Given problem:
Locate every line of the material below that contains the word "dining" and copy each such line in full, treating the match as case-sensitive.

Supplied data:
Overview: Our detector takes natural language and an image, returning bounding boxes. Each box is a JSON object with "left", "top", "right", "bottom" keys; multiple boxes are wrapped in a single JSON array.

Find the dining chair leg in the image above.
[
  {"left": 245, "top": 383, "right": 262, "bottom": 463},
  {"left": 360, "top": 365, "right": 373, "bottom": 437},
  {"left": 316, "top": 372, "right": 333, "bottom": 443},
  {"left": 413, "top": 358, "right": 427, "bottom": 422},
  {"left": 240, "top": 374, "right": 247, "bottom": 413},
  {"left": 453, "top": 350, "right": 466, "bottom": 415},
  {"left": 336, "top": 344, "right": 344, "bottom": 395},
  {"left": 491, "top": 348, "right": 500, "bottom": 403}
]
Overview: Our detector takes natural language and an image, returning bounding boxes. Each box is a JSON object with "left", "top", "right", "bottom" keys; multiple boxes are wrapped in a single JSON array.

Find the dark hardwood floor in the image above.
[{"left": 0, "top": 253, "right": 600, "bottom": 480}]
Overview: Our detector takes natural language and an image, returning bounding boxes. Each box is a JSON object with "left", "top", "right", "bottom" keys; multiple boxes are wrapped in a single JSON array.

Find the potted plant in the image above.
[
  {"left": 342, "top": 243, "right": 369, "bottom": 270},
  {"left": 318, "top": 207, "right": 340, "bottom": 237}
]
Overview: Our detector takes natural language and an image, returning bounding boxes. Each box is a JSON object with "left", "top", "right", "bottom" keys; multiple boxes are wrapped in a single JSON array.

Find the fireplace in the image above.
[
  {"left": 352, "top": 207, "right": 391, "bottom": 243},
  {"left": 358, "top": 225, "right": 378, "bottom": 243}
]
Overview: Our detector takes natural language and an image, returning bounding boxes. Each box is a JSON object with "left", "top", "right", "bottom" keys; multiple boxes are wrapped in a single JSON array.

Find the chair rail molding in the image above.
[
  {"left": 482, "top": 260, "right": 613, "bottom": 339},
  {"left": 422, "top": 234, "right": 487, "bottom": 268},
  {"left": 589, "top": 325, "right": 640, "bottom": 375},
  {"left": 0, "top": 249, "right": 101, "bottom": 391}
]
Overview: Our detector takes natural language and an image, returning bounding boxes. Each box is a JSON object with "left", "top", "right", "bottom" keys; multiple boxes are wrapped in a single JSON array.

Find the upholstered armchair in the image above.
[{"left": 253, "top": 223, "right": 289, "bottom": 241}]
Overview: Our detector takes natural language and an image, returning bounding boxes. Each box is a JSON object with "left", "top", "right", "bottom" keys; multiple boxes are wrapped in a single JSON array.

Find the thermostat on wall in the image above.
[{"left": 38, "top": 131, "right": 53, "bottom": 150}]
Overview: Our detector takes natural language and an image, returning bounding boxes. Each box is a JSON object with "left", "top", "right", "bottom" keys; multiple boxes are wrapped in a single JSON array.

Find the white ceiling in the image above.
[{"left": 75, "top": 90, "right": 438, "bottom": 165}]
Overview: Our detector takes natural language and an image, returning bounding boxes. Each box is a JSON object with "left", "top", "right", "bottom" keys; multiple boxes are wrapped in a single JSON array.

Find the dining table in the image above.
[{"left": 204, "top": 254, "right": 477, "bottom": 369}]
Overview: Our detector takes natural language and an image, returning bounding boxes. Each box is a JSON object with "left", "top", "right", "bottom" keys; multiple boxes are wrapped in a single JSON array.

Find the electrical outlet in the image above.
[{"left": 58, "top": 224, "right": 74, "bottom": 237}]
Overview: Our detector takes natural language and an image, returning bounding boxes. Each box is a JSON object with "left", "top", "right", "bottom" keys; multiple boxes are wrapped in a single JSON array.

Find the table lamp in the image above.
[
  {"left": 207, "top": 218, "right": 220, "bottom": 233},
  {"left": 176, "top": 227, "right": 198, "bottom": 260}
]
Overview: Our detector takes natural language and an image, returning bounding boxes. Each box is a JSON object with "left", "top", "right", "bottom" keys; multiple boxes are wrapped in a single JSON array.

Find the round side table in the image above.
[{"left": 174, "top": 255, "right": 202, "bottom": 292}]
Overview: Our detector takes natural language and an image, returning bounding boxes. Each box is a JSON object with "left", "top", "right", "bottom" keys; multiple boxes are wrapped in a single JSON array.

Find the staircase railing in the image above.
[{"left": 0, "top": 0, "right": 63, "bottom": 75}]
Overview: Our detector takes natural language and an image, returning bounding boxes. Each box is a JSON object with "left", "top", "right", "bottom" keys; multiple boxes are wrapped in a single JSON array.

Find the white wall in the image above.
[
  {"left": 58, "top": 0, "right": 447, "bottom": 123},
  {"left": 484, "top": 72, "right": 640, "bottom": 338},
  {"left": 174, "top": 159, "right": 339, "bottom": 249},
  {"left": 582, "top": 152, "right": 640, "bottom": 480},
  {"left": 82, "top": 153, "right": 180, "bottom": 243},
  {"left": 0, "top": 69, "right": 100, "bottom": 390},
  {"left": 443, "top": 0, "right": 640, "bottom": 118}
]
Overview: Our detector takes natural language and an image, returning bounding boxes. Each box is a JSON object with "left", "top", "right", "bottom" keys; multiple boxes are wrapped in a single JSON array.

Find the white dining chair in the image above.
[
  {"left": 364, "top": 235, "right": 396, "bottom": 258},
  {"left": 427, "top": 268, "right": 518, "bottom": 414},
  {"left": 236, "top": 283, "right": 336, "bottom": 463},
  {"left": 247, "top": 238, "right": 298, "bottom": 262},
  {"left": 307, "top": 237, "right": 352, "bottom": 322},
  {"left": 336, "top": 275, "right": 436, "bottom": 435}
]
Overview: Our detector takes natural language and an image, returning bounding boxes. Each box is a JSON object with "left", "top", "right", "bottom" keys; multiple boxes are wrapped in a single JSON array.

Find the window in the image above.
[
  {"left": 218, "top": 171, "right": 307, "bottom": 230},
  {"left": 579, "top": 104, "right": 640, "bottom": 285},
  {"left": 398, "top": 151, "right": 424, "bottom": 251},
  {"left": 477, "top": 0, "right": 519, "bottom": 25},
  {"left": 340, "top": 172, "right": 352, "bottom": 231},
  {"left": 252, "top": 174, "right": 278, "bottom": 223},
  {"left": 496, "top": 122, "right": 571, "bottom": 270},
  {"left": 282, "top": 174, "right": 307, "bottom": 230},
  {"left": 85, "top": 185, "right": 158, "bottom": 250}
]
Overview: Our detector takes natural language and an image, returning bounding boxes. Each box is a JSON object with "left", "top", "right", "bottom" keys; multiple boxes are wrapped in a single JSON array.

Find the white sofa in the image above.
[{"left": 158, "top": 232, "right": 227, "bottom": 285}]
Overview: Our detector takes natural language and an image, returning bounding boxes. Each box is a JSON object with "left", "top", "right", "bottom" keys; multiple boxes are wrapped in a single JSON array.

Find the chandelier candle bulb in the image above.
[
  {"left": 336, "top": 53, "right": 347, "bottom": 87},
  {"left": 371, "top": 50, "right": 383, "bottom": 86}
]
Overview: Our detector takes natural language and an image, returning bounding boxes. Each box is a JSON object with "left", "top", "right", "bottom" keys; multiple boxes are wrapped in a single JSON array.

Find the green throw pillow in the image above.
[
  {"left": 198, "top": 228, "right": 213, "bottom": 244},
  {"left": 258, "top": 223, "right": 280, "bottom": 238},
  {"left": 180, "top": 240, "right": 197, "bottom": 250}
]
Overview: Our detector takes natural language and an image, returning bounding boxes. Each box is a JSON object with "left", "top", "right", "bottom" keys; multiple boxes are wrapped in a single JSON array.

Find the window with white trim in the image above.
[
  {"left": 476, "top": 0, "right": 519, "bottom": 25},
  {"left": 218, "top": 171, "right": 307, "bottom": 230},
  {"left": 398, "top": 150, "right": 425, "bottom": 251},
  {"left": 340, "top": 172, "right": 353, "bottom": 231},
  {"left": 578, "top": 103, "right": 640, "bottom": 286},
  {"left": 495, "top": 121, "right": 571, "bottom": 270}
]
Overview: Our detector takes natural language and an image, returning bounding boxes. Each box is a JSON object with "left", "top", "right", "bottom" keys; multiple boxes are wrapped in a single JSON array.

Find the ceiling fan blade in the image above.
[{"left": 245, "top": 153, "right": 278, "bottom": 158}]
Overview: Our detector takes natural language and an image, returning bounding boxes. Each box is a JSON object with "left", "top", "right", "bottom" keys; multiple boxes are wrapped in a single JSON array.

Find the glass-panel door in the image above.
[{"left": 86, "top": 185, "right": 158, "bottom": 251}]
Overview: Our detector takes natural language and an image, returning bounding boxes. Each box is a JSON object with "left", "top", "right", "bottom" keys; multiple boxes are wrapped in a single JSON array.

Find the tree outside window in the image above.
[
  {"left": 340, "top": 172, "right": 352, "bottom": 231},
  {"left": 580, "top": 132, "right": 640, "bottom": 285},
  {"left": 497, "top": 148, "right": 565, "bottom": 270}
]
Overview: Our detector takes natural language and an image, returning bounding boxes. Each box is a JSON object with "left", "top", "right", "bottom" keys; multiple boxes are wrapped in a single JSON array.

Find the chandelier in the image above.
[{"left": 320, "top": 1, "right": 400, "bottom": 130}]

Problem solution:
Find the dining chair leg in the image above.
Find the dining table in the image above.
Find the white dining chair in the image above.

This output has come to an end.